▶ _DIRECTIONS_:
Work through the records that follow and return each line containing the word "railing".

▶ _DATA TO EXAMINE_:
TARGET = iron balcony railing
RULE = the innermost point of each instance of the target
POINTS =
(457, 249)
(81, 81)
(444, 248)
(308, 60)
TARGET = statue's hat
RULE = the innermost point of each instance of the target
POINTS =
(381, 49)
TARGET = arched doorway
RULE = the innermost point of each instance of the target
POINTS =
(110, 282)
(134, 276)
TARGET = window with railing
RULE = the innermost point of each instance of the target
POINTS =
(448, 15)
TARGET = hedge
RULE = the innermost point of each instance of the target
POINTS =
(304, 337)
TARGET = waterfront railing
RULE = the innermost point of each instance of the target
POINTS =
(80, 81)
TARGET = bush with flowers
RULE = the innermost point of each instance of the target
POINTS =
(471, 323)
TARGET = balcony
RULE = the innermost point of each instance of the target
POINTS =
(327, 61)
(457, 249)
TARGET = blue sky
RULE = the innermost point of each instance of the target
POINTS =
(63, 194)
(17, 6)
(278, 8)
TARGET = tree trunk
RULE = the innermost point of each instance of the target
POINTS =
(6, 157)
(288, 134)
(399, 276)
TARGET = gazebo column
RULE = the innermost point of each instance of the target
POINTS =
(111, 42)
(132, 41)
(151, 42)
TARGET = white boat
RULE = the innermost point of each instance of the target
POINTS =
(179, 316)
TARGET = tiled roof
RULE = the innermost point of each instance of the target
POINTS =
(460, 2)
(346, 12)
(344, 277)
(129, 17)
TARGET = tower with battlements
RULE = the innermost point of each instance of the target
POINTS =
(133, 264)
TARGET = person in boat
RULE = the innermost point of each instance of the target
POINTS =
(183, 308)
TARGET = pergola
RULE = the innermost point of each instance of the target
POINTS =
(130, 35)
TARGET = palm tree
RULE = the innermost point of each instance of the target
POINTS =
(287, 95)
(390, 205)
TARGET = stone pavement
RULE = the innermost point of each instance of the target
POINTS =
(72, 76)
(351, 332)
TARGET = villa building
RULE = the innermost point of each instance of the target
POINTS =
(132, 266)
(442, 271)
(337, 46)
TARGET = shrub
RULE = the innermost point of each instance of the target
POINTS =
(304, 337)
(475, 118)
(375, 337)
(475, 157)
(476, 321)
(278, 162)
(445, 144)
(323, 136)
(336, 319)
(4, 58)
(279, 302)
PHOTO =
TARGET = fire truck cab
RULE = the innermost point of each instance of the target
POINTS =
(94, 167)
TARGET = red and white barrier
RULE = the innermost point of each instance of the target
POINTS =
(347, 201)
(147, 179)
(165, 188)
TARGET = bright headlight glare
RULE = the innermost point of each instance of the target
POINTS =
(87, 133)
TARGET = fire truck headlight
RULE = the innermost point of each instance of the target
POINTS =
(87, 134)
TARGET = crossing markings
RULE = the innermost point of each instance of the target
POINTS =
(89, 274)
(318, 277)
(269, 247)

▶ _EXERCISE OUTPUT_:
TARGET = iron balcony railing
TARGET = window with railing
TARGET = waterfront railing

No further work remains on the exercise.